Task goal »
Each line from the one containing "Pass the picture above and point out the bridge, giving" through the end of the data must be retyped exactly, and no other line.

Referring expression pointing data »
***
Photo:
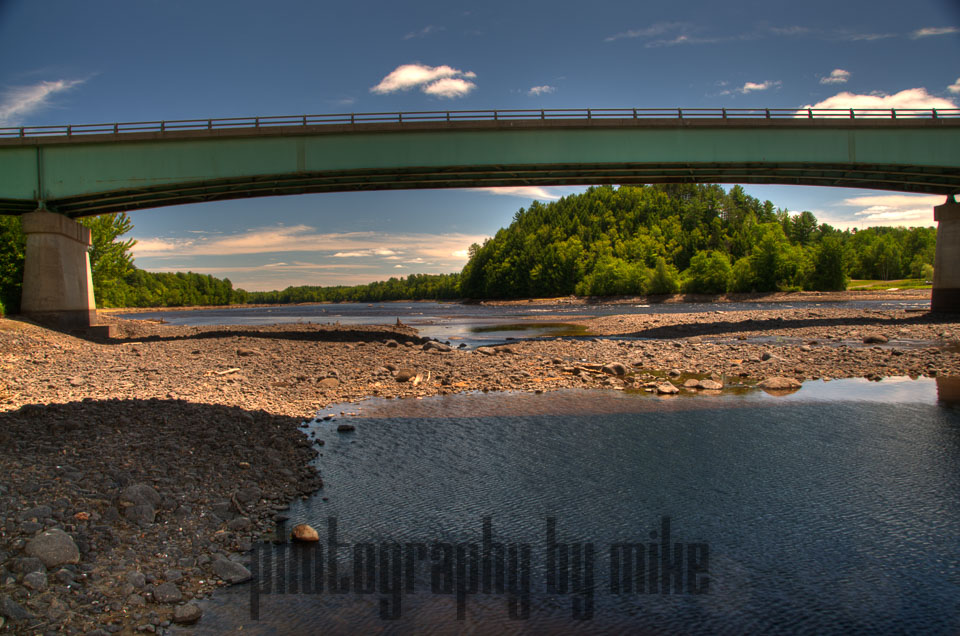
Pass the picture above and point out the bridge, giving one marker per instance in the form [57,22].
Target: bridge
[52,174]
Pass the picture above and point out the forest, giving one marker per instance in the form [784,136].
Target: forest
[691,238]
[607,241]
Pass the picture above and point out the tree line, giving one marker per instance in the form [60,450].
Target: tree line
[692,238]
[606,241]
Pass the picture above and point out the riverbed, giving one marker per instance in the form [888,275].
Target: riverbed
[831,510]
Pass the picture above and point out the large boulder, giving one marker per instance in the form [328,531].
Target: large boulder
[54,547]
[231,571]
[779,383]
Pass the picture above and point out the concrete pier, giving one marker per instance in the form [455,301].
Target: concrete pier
[946,265]
[57,282]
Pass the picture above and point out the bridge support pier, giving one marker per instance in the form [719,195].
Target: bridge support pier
[946,264]
[57,281]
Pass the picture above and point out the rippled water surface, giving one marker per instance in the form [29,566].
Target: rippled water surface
[475,324]
[831,510]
***
Exercise result »
Pass the picture above and point out the bridge, giving one marker per instance in the form [57,22].
Target: bridge
[52,174]
Pass the picture above and point out the forest, giving one marker per instance in the form [784,136].
Target: forest
[691,238]
[607,241]
Pass the picture above and point out the tree line, giving one marker per instance in the form [60,450].
Target: tree line
[692,238]
[606,241]
Pass the picture above and point out the riverbed, giving one marker per instance in the form [888,275].
Target: riverbed
[831,510]
Pass the picture above and point out the large boulder, giving one marker per instance in the form [328,531].
Target: large boulder
[54,547]
[231,571]
[779,383]
Pass the picture above and point out the concrete pier, giving one marker per instance in the form [455,301].
Target: concrete pier
[946,265]
[57,282]
Pass the picture above and point out the bridge support pier, giving one marker per instance in the form [719,195].
Target: bridge support pier
[946,264]
[57,281]
Pass the picture above and point out the rippled water surface, giving one marker per instance in the form [29,566].
Target: rippled water surface
[475,324]
[831,510]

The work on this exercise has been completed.